• Photo-based point labeling data:
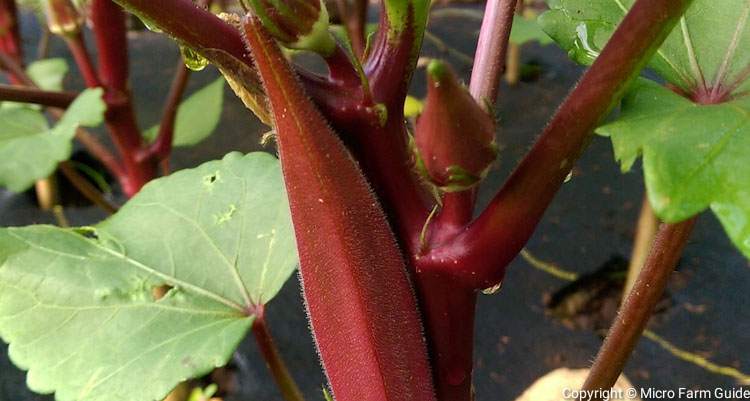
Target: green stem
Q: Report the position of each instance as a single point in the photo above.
(275, 363)
(638, 306)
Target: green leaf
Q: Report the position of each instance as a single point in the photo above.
(48, 74)
(197, 117)
(77, 306)
(694, 156)
(528, 30)
(30, 150)
(709, 45)
(695, 147)
(400, 12)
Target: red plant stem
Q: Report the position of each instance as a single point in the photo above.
(638, 306)
(162, 147)
(77, 48)
(10, 38)
(111, 40)
(15, 93)
(284, 380)
(448, 313)
(478, 255)
(489, 61)
(456, 212)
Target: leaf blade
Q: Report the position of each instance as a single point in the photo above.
(78, 305)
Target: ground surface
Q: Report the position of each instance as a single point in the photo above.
(517, 340)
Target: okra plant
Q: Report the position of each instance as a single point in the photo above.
(379, 215)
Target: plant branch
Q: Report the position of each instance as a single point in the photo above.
(646, 229)
(478, 255)
(635, 312)
(10, 38)
(284, 380)
(110, 33)
(22, 94)
(489, 61)
(85, 187)
(88, 140)
(162, 146)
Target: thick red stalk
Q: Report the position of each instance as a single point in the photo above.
(383, 151)
(361, 306)
(15, 93)
(112, 45)
(639, 305)
(489, 61)
(479, 254)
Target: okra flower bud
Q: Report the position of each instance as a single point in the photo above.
(62, 17)
(455, 138)
(297, 24)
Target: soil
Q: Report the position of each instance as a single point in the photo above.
(518, 338)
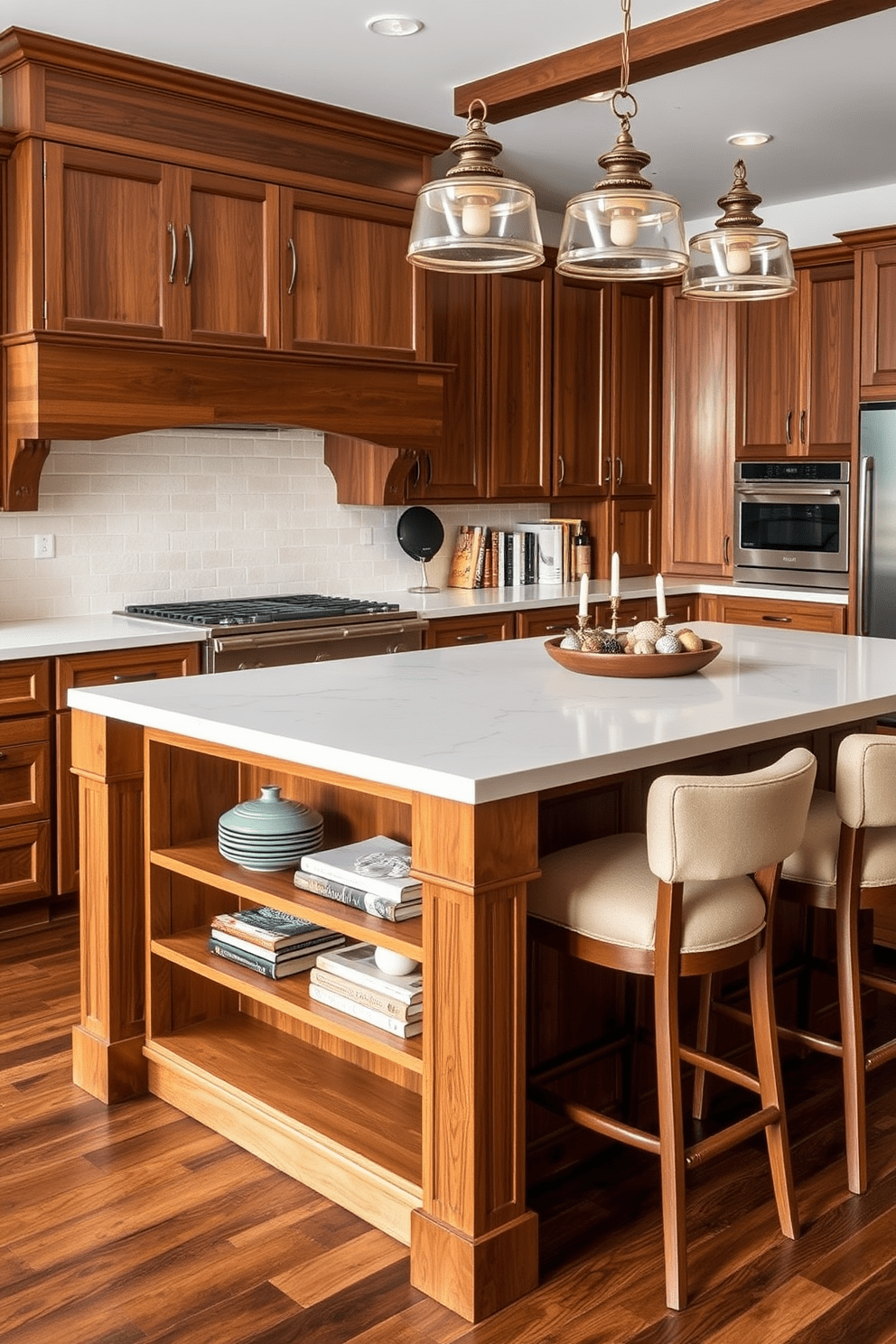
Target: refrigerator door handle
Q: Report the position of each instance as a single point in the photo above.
(865, 485)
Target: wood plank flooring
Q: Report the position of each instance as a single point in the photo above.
(135, 1225)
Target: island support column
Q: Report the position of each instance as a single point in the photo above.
(107, 757)
(474, 1246)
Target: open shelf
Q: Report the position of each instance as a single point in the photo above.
(201, 861)
(361, 1117)
(190, 949)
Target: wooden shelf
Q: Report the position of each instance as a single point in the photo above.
(290, 996)
(201, 862)
(369, 1118)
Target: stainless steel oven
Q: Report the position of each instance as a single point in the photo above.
(791, 523)
(285, 630)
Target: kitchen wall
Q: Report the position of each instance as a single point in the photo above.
(196, 514)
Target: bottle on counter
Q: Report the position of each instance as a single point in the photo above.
(581, 553)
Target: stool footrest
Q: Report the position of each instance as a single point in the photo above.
(731, 1136)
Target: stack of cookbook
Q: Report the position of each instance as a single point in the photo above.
(371, 875)
(270, 941)
(350, 980)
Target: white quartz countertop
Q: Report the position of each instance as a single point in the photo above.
(495, 721)
(88, 635)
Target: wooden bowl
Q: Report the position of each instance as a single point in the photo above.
(631, 664)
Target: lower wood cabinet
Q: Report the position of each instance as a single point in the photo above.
(826, 617)
(471, 630)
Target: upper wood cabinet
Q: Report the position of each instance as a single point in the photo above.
(699, 360)
(140, 247)
(796, 394)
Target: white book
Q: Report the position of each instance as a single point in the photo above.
(364, 1013)
(355, 961)
(356, 864)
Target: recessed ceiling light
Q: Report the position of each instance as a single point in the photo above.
(744, 139)
(394, 26)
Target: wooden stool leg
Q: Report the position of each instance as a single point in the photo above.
(851, 1016)
(672, 1162)
(705, 1018)
(762, 1008)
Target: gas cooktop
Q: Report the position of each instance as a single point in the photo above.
(261, 611)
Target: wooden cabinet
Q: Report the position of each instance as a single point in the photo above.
(140, 247)
(471, 630)
(347, 285)
(796, 385)
(697, 435)
(104, 668)
(24, 782)
(788, 614)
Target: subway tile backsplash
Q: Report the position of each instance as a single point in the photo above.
(188, 514)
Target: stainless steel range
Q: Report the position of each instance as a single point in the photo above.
(261, 632)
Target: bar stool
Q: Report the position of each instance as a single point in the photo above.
(695, 895)
(848, 863)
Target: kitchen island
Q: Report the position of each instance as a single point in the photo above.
(480, 757)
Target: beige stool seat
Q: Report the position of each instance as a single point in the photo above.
(695, 895)
(846, 862)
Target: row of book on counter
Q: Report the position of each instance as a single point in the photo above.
(528, 553)
(371, 984)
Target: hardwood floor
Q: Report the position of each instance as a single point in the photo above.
(135, 1223)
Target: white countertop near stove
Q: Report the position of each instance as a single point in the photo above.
(88, 635)
(495, 721)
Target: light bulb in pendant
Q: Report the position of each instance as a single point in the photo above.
(738, 256)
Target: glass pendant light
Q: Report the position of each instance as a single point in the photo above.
(739, 258)
(474, 218)
(623, 229)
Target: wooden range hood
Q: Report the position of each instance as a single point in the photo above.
(73, 378)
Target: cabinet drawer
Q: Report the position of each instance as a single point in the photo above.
(469, 630)
(547, 620)
(827, 619)
(24, 687)
(24, 771)
(24, 862)
(112, 666)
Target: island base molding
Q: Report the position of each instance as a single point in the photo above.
(474, 1277)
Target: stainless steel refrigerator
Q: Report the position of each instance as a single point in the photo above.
(877, 520)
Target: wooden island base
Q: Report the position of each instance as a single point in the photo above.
(425, 1139)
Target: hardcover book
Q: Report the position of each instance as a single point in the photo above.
(380, 1000)
(272, 969)
(367, 864)
(364, 1013)
(267, 928)
(385, 908)
(325, 938)
(356, 963)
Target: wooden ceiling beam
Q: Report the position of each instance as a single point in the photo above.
(686, 39)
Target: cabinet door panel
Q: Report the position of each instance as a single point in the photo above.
(827, 413)
(581, 386)
(636, 397)
(520, 390)
(352, 284)
(767, 412)
(107, 218)
(699, 457)
(228, 283)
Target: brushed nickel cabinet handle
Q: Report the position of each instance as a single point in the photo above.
(173, 254)
(191, 257)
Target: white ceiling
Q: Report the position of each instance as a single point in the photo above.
(827, 98)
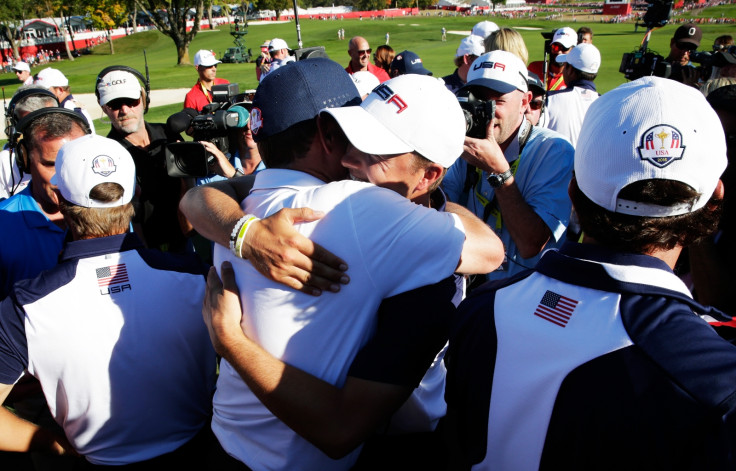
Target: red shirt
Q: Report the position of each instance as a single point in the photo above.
(197, 99)
(381, 74)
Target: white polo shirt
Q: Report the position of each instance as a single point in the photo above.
(391, 245)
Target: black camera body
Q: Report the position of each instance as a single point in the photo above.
(643, 63)
(478, 113)
(213, 124)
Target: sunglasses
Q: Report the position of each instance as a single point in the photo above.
(536, 104)
(686, 46)
(116, 105)
(558, 48)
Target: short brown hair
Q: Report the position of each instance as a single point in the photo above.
(90, 223)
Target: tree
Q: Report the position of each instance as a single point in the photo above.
(170, 17)
(107, 15)
(11, 19)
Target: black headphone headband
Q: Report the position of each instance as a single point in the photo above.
(20, 128)
(20, 95)
(124, 68)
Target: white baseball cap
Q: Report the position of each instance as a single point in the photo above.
(471, 45)
(364, 81)
(565, 36)
(118, 84)
(21, 66)
(484, 29)
(277, 44)
(50, 77)
(85, 162)
(584, 57)
(205, 58)
(650, 128)
(501, 71)
(405, 114)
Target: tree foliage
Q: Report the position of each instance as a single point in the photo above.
(170, 17)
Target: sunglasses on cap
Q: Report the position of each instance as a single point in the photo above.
(118, 104)
(686, 46)
(558, 48)
(536, 104)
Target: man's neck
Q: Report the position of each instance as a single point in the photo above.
(140, 138)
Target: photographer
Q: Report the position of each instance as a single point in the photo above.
(684, 42)
(124, 101)
(516, 178)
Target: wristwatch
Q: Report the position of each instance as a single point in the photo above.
(497, 180)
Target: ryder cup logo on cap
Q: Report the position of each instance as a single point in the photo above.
(297, 92)
(565, 36)
(85, 162)
(584, 57)
(500, 71)
(205, 58)
(118, 84)
(651, 128)
(472, 45)
(409, 113)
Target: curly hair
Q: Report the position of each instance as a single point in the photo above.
(637, 234)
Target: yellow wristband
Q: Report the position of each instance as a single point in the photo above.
(241, 235)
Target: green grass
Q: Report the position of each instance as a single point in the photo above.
(420, 34)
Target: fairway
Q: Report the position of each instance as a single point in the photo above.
(420, 34)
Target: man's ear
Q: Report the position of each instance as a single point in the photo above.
(331, 136)
(432, 173)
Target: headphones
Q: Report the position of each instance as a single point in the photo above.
(19, 96)
(21, 150)
(130, 70)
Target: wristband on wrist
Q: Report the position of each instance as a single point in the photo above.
(236, 231)
(241, 234)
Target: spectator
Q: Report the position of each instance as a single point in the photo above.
(280, 55)
(26, 99)
(360, 59)
(536, 113)
(562, 41)
(484, 29)
(125, 102)
(685, 40)
(572, 352)
(383, 57)
(23, 72)
(201, 93)
(125, 336)
(515, 179)
(326, 81)
(507, 39)
(38, 228)
(263, 62)
(711, 261)
(585, 35)
(470, 48)
(567, 108)
(54, 80)
(365, 82)
(407, 62)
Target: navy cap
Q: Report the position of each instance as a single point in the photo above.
(407, 62)
(297, 92)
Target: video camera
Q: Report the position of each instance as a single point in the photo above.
(214, 124)
(478, 113)
(644, 62)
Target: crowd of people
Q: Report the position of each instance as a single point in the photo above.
(496, 269)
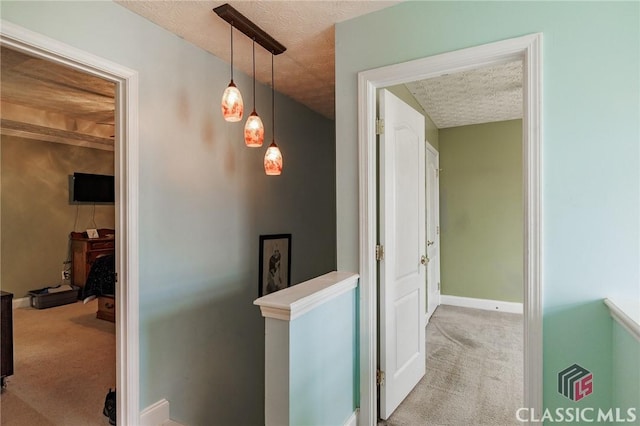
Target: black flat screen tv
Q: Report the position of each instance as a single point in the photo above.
(90, 188)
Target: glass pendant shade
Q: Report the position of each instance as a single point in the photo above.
(273, 160)
(232, 105)
(253, 131)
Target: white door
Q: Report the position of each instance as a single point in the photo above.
(402, 236)
(433, 230)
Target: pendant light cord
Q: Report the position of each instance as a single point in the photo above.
(254, 74)
(273, 101)
(231, 51)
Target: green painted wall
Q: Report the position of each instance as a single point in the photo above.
(626, 371)
(590, 151)
(36, 215)
(481, 211)
(204, 201)
(431, 131)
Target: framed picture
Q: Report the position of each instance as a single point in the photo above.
(275, 263)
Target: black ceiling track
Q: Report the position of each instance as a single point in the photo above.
(251, 30)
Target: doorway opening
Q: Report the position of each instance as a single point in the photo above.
(527, 49)
(126, 196)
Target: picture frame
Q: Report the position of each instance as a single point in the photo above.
(275, 263)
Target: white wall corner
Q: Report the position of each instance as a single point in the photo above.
(353, 419)
(484, 304)
(156, 414)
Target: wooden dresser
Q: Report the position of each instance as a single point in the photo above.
(84, 252)
(6, 335)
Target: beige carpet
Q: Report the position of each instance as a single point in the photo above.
(64, 364)
(474, 371)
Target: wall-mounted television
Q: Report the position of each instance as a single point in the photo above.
(91, 188)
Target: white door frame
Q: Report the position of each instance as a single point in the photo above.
(528, 49)
(126, 203)
(435, 152)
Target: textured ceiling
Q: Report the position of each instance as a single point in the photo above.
(481, 95)
(305, 72)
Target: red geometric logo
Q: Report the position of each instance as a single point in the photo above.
(575, 382)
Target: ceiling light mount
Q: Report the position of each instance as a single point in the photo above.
(251, 30)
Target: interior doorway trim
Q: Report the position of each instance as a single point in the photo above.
(126, 197)
(528, 49)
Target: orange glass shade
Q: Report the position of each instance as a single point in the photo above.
(273, 160)
(232, 105)
(253, 131)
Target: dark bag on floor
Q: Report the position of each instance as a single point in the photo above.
(110, 406)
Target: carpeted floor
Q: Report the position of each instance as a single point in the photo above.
(474, 371)
(64, 364)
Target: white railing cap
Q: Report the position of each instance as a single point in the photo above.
(629, 320)
(292, 302)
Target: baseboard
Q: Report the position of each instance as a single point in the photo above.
(353, 420)
(486, 304)
(156, 414)
(23, 302)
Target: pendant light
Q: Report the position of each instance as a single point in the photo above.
(273, 156)
(232, 106)
(253, 128)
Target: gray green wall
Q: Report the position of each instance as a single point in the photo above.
(590, 152)
(204, 201)
(323, 363)
(36, 215)
(481, 211)
(431, 131)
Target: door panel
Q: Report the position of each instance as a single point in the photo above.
(403, 235)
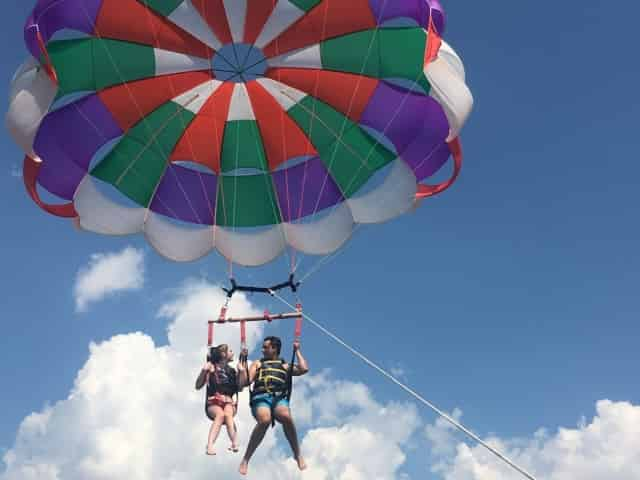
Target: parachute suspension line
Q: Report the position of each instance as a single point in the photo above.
(271, 187)
(413, 393)
(155, 133)
(423, 190)
(184, 126)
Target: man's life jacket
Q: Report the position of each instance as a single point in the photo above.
(222, 380)
(271, 377)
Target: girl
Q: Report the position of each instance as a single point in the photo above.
(222, 385)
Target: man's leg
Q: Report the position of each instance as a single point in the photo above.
(283, 415)
(218, 414)
(263, 417)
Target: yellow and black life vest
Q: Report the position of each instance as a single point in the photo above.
(271, 377)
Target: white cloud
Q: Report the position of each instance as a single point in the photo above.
(133, 413)
(107, 274)
(606, 448)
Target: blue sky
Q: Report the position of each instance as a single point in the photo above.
(513, 296)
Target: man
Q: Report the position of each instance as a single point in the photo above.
(271, 382)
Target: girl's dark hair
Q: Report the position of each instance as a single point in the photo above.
(216, 353)
(275, 342)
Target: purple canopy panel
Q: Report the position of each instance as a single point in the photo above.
(50, 16)
(68, 139)
(385, 10)
(439, 17)
(425, 163)
(403, 117)
(305, 189)
(187, 195)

• What you should do: Lay out the lines of the records as a Markdown table with the columns Row and Line, starting with the line containing "Target: purple canopy panel" and going on through the end of the records. Leave out blank lines and number each row.

• Full solution:
| Row | Line |
|---|---|
| 1 | Target: purple canopy panel |
| 2 | Q: Report the position of each instance as a single point in the photo above. |
| 3 | (50, 16) |
| 4 | (68, 139) |
| 5 | (385, 10) |
| 6 | (439, 17) |
| 7 | (425, 163) |
| 8 | (403, 117) |
| 9 | (305, 189) |
| 10 | (187, 195) |